■ **SUPPLIED MATERIAL**:
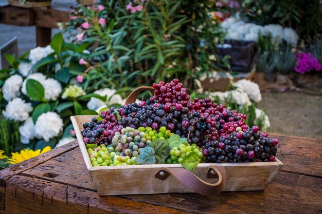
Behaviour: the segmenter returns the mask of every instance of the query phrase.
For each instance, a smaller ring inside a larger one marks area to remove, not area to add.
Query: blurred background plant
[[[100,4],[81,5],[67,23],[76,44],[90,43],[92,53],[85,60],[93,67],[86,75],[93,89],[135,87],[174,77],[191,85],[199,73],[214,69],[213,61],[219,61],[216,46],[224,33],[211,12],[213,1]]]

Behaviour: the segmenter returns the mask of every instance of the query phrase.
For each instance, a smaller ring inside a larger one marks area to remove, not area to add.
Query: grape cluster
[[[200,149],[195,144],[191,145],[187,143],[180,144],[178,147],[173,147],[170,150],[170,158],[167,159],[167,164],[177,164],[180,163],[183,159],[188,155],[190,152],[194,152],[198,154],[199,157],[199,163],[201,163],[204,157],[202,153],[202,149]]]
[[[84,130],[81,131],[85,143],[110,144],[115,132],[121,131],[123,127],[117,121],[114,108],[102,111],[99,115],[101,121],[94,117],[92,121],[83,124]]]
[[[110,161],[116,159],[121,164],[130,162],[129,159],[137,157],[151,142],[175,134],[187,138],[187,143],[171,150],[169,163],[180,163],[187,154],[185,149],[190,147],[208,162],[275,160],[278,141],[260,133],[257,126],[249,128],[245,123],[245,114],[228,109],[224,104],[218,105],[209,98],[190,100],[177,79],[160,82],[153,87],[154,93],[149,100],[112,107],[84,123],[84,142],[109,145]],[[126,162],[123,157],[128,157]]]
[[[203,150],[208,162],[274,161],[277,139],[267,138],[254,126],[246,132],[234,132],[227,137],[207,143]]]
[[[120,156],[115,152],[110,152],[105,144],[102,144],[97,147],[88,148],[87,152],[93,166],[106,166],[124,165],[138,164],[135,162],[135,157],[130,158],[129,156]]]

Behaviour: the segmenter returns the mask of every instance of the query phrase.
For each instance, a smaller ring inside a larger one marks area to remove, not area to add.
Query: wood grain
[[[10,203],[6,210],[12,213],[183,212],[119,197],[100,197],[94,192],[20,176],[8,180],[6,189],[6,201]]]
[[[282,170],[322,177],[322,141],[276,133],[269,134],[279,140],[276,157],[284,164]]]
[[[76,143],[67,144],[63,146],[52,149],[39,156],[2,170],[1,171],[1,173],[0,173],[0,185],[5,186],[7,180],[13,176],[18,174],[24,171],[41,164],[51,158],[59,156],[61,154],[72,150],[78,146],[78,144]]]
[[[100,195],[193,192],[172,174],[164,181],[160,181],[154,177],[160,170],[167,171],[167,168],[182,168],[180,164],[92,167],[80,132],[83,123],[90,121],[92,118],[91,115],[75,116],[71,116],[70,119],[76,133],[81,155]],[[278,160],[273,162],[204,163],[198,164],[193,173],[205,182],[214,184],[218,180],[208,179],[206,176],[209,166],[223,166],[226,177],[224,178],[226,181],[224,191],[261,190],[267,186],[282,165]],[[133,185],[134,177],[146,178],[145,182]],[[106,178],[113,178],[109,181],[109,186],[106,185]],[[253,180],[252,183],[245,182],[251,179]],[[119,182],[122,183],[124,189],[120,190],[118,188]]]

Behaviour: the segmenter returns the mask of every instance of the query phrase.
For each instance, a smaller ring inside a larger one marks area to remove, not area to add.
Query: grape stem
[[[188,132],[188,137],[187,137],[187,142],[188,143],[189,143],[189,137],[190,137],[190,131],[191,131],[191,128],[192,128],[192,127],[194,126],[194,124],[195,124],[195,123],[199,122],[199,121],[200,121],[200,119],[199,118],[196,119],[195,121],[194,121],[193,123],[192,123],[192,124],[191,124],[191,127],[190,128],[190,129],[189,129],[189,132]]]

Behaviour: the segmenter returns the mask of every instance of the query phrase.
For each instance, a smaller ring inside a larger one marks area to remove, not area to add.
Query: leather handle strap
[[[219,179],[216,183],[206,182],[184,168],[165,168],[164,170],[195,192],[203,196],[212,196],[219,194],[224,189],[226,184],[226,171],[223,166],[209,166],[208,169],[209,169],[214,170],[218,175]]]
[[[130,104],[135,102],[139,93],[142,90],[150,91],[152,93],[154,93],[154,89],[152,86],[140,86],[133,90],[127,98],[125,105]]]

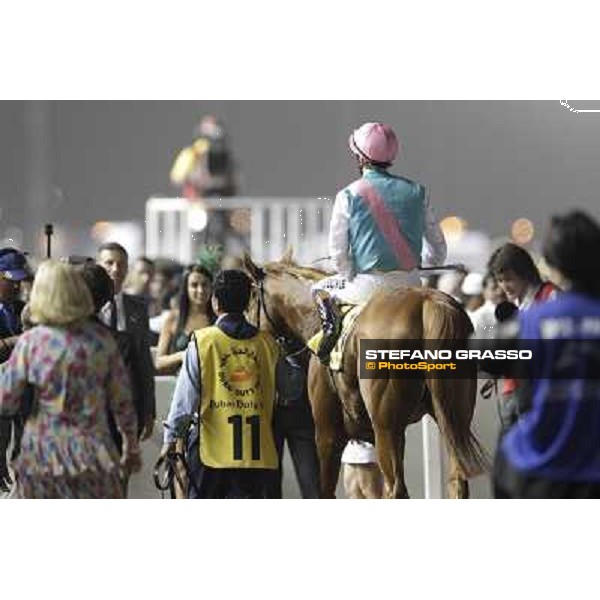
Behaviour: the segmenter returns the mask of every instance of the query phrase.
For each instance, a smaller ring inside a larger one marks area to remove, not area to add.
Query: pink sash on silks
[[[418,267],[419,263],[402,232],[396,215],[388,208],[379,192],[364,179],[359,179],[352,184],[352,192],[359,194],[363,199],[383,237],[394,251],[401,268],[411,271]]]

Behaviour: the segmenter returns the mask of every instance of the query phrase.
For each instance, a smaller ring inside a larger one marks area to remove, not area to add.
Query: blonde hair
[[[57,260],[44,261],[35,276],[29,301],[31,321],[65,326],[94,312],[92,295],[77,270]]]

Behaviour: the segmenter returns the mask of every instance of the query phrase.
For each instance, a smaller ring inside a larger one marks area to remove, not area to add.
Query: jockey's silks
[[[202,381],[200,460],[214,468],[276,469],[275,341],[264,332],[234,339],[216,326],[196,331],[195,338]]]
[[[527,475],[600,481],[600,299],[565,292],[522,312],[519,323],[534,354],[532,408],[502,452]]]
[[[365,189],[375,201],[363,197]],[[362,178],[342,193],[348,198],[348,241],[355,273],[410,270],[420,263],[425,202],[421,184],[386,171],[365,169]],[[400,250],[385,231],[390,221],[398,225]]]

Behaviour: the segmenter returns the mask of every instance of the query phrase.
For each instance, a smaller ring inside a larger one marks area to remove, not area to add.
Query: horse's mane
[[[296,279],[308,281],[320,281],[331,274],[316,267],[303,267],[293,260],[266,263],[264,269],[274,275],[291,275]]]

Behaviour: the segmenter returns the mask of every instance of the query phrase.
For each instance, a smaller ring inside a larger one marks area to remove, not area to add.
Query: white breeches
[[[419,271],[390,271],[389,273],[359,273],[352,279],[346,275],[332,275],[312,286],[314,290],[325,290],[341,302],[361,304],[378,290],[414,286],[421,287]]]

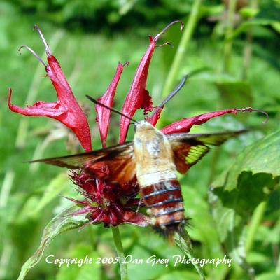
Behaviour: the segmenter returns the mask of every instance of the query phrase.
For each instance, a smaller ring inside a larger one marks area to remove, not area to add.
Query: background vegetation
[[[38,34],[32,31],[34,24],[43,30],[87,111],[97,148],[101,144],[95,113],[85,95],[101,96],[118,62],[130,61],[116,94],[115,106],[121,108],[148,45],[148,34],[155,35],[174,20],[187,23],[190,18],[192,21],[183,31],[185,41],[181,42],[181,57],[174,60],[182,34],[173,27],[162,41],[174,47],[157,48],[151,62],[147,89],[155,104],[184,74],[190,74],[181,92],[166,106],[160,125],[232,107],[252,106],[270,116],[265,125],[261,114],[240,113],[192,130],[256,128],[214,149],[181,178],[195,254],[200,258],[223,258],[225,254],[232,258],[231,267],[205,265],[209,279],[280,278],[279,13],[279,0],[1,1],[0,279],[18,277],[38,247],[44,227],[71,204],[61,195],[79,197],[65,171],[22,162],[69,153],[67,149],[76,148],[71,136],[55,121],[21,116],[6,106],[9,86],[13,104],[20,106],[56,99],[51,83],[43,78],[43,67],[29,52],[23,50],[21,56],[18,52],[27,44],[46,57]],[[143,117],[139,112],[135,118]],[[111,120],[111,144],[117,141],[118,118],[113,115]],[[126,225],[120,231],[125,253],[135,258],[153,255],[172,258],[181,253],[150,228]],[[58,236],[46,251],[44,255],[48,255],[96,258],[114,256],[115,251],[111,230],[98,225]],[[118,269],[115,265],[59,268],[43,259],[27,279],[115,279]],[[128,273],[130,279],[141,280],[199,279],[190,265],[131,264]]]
...
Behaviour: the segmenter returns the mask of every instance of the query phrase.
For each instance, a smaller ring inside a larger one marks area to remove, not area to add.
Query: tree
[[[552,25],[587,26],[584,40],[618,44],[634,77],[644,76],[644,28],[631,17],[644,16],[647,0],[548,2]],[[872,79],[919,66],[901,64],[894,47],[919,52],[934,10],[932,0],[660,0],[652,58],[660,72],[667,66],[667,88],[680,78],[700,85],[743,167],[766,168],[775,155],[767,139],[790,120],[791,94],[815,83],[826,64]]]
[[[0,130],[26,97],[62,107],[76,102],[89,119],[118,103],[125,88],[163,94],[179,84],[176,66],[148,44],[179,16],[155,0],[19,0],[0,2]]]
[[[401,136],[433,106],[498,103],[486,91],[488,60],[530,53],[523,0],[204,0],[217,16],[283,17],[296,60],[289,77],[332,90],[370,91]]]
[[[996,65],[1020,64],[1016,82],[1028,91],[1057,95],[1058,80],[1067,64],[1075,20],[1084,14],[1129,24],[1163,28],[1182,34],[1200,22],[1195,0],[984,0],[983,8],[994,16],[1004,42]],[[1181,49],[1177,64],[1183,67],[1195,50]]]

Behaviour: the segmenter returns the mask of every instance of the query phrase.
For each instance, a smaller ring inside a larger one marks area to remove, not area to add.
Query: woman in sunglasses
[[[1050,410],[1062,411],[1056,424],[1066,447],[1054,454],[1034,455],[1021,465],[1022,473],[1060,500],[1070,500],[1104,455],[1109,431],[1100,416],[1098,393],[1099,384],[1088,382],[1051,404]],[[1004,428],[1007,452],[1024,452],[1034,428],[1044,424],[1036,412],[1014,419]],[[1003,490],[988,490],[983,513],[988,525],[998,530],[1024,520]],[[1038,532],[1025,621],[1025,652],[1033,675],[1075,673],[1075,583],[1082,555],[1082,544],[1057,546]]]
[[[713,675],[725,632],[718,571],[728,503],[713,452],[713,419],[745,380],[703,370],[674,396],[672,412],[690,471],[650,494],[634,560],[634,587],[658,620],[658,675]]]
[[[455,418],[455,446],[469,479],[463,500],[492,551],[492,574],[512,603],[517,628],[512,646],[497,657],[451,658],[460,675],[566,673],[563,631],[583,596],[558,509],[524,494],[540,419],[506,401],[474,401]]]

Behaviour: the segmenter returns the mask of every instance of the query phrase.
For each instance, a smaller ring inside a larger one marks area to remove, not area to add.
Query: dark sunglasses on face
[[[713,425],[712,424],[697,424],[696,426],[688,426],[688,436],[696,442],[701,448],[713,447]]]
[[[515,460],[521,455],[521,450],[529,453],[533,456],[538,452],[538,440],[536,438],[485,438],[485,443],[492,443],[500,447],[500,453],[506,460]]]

■ **EXERCISE OBJECTIVE**: Pull out every row above that contains the string "sunglasses". Case counts.

■ **EXERCISE ANSWER**:
Query: woman in sunglasses
Query: dark sunglasses on face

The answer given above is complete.